Work task
Of all the entries below, only the lines from the one with "Give the segmentation of every instance of the mount fuji." up to and including the one with "Give the segmentation of every instance of the mountain" are to be duplicated exactly.

Supplied material
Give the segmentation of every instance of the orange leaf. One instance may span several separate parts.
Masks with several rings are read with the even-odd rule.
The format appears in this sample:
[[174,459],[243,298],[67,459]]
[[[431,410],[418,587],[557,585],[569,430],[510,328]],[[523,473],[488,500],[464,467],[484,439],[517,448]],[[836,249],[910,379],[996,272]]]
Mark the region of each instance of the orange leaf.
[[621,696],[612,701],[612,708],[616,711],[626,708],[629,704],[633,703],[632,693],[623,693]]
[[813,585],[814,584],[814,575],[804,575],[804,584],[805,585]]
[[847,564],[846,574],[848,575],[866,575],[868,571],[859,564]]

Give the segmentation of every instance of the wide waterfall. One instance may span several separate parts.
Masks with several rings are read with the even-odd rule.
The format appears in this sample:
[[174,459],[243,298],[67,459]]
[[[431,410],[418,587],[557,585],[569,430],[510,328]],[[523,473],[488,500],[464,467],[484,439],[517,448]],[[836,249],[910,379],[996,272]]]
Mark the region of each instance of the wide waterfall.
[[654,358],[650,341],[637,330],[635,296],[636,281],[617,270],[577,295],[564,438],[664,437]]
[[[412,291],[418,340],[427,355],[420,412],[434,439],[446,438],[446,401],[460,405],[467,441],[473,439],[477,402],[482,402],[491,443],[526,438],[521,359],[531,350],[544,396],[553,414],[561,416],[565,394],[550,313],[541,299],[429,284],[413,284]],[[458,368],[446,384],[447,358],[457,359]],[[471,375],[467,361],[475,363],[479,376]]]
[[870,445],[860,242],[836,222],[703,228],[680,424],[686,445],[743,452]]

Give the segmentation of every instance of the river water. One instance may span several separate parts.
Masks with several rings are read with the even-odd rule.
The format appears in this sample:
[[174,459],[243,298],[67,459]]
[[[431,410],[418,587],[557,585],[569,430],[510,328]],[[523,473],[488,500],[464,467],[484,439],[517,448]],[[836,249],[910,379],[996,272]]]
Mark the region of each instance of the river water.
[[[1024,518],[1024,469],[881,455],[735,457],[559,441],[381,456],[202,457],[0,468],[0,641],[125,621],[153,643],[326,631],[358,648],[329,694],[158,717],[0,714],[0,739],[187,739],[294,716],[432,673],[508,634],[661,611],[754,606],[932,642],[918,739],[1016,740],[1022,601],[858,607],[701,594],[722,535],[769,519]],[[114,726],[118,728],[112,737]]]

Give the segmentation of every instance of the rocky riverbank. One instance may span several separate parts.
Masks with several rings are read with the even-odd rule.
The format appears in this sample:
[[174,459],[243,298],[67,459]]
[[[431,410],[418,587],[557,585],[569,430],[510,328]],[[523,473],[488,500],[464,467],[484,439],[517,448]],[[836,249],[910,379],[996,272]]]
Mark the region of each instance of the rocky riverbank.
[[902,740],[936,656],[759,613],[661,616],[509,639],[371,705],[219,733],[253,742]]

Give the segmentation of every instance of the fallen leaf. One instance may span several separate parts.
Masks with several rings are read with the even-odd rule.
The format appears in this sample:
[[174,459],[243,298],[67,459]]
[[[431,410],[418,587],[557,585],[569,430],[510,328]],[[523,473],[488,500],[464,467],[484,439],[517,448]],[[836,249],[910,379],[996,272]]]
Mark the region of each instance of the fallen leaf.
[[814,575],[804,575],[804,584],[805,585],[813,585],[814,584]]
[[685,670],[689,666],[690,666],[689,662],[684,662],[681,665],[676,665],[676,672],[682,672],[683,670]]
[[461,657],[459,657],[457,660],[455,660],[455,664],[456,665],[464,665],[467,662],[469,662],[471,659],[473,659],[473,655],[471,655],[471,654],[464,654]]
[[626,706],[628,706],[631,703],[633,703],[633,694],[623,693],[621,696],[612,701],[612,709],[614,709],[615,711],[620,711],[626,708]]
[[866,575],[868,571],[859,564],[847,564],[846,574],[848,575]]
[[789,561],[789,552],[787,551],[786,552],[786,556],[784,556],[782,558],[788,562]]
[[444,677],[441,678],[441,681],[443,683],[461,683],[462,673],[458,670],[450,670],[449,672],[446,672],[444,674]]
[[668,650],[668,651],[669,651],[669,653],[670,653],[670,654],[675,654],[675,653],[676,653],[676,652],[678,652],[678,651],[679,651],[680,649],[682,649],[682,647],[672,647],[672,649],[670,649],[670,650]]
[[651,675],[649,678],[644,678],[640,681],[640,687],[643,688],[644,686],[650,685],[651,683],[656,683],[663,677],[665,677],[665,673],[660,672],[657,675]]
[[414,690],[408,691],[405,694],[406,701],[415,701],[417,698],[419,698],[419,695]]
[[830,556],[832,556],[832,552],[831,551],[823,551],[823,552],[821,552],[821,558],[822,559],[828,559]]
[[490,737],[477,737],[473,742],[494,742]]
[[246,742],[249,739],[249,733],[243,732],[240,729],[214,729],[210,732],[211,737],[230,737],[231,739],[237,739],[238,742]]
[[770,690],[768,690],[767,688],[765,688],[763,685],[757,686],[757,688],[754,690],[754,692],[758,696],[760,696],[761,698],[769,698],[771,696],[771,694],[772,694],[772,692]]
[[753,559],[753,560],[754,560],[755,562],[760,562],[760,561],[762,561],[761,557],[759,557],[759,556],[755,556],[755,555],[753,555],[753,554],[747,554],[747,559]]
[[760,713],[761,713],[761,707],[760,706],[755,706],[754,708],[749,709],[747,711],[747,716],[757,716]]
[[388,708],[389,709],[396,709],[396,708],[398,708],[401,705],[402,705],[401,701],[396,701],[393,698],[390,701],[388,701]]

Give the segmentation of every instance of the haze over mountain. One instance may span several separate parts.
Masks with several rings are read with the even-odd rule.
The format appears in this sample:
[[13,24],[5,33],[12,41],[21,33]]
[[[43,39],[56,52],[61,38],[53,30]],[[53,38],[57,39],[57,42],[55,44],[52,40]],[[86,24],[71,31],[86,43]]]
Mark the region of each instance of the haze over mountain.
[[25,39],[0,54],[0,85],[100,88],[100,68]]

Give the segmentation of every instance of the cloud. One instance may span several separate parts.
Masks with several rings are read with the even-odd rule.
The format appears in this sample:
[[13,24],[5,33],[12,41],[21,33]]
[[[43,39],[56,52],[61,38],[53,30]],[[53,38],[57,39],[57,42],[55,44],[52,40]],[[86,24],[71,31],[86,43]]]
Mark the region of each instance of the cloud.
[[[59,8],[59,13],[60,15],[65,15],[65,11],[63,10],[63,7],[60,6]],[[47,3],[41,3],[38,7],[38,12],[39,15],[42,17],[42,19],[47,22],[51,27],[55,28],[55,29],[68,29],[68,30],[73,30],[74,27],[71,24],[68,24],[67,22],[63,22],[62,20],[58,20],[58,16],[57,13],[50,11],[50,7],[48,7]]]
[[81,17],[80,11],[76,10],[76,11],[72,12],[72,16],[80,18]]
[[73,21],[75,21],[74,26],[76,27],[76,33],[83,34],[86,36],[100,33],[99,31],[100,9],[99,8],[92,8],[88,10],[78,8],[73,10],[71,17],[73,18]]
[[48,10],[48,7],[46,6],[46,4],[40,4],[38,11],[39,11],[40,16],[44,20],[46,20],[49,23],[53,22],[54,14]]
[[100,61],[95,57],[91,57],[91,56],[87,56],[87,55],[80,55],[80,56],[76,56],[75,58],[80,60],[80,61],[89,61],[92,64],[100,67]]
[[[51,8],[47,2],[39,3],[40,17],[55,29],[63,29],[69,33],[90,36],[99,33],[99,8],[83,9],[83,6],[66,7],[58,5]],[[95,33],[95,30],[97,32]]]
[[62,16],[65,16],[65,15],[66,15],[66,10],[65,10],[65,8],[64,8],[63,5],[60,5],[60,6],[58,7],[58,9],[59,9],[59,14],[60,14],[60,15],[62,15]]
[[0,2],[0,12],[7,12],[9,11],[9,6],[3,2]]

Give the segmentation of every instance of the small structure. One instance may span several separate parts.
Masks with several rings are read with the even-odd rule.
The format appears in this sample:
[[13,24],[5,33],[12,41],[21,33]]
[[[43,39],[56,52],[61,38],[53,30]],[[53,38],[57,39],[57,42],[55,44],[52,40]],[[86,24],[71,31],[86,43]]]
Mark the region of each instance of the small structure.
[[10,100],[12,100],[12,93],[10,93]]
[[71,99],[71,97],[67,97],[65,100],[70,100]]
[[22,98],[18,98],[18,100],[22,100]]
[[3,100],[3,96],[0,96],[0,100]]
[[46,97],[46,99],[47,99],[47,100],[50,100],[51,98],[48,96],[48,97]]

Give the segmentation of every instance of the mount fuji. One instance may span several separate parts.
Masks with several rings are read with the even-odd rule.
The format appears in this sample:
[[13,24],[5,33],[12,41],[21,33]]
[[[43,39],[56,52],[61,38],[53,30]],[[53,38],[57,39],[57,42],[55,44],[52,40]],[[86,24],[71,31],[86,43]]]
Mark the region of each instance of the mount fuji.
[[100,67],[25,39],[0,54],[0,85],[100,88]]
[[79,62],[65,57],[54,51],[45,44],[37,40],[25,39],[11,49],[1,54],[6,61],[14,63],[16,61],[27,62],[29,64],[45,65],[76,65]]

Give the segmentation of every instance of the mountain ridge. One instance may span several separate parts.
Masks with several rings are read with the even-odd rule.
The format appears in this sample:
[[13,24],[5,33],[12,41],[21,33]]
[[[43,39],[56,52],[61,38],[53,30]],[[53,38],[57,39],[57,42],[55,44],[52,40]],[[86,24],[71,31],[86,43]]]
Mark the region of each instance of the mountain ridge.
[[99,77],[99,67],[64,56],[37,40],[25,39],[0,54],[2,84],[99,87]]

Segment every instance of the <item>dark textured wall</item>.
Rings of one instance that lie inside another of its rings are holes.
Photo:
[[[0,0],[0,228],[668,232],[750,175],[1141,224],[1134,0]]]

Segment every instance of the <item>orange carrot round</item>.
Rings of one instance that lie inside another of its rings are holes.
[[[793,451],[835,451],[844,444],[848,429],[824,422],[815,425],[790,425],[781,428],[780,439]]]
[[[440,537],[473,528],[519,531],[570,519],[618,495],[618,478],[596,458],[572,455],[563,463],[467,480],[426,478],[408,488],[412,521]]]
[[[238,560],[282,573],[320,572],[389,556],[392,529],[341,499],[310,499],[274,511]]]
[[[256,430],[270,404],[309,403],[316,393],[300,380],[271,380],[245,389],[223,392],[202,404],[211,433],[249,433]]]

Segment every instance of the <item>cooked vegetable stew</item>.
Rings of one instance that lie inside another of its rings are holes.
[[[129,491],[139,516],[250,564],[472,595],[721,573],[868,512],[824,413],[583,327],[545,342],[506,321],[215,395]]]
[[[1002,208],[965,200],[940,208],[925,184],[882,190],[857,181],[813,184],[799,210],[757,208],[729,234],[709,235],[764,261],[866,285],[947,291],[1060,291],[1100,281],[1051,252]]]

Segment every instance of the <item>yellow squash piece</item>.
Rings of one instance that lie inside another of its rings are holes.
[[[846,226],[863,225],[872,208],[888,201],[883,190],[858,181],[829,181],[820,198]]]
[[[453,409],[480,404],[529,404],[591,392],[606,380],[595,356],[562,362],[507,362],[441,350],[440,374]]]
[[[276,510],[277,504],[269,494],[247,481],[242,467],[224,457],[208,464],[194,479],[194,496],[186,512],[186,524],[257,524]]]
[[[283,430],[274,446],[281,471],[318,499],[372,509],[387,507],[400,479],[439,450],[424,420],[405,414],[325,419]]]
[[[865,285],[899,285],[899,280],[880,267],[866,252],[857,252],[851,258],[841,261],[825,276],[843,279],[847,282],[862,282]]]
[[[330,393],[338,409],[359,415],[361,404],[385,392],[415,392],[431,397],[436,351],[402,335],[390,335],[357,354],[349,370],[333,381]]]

Output of the exercise
Give the segmentation of every instance of the mount fuji. One instance may span several separate parts.
Masks with several rings are read with the even-odd rule.
The format appears in this sample:
[[13,24],[5,33],[12,41],[21,33]]
[[[43,39],[56,52],[61,38],[53,30]],[[53,38],[57,39],[57,42],[55,44],[52,40]],[[86,24],[71,31],[86,43]]]
Mark the region of each instance of the mount fuji.
[[100,67],[25,39],[0,54],[0,85],[100,88]]
[[79,62],[65,57],[54,51],[45,44],[37,40],[25,39],[11,49],[1,54],[6,61],[14,63],[16,61],[27,62],[29,64],[45,65],[76,65]]

Give the segmentation of every instance of the mountain ridge. One instance may span several separate parts.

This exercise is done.